Entries on finding named things:
────
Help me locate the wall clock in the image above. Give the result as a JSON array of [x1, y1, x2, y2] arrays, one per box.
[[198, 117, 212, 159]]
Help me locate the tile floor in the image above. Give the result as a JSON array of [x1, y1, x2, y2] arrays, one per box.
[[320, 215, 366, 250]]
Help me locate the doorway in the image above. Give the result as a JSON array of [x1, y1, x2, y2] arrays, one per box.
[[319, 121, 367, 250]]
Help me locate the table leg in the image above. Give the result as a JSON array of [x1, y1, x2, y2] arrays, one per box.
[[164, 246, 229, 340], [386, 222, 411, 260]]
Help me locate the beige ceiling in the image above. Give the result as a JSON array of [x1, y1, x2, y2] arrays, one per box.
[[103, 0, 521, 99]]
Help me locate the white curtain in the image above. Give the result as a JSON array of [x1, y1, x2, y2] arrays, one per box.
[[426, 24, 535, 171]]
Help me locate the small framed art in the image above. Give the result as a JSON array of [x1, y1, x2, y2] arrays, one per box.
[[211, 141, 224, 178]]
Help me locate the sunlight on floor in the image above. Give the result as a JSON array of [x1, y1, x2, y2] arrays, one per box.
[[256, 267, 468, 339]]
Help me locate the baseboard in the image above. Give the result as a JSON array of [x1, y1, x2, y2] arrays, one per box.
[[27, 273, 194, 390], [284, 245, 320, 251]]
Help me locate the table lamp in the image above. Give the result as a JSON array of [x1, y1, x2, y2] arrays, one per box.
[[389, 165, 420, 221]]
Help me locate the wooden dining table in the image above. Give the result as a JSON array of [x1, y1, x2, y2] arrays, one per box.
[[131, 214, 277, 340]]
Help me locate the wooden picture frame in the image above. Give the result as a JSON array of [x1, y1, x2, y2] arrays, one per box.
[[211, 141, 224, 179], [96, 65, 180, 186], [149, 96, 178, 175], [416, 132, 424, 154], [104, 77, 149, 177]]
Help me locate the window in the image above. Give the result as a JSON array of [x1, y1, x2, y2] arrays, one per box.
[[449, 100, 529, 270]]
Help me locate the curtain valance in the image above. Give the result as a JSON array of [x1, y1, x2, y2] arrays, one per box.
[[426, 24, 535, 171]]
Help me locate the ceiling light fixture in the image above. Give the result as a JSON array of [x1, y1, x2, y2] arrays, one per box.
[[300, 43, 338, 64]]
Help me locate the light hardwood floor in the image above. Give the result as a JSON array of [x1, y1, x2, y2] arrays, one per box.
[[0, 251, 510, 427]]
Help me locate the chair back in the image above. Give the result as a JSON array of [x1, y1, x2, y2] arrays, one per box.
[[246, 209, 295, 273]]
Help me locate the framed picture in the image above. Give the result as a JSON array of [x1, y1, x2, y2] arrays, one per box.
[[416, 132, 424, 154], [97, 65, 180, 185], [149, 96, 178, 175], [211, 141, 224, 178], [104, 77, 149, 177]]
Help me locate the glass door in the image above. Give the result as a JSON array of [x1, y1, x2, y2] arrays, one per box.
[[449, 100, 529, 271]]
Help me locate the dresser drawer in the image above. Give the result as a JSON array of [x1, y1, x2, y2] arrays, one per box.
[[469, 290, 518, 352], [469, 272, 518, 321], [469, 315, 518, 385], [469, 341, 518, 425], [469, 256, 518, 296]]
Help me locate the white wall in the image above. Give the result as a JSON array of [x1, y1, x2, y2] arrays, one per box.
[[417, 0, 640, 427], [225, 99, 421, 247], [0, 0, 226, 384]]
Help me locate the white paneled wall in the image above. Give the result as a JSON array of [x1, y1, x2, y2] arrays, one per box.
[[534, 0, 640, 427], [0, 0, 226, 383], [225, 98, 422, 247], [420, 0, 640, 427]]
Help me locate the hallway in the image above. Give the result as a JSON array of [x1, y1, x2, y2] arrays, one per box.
────
# Short problem
Copy the material above word for word, from the line containing "Help me locate the table lamp" through the line containing "[[449, 100, 529, 271]]", both of those lines included.

# Solution
Help me locate the table lamp in the image above. Give the result as a JSON array of [x1, y1, x2, y2] arrays, one per box.
[[389, 165, 420, 221]]
Help me locate the wooden dining table in the image above. Give the result as a JSON array of [x1, y1, x2, y2] arrays, one per box.
[[131, 214, 277, 340]]
Help me locate the wooden picture frame in the image above. Give the result as a JSON array of [x1, y1, x2, y2] arrays, one per box.
[[211, 141, 224, 179], [96, 65, 180, 186], [149, 96, 178, 175], [416, 132, 424, 154], [104, 77, 149, 177]]
Help me locate the window in the image above. Give the result as a JSON array of [x1, y1, x2, y2] arrays, one per box.
[[449, 100, 529, 270]]
Help me locate the curtain valance in the image above. Give the result as a JSON array of [x1, y1, x2, y2] arrays, one per box.
[[426, 24, 535, 171]]
Help me locate the ceiling light fixture in the image above. Give the result as a JSON array of [x1, y1, x2, y2] arrays, one per box.
[[300, 43, 338, 64]]
Help me locate the light hardwood floor in the image above. Give the result as a JSON array of [x1, y1, x2, y2] arrays, one per box.
[[0, 251, 510, 427]]
Help me locate the chair back in the image above. Give the result as a JSON array of [x1, y1, x2, y2] arrays, one per box.
[[246, 209, 295, 273]]
Help me locate the framed picture in the image above. Give the result as a JSON array of [x1, y1, x2, y2] arrays, one per box.
[[416, 132, 424, 154], [97, 65, 180, 185], [149, 96, 178, 175], [211, 141, 224, 178], [104, 77, 149, 177]]
Help me locate the glass door in the image above. Give the result as a JSON array of [x1, y1, x2, y2] arrays, one per box.
[[449, 100, 529, 271]]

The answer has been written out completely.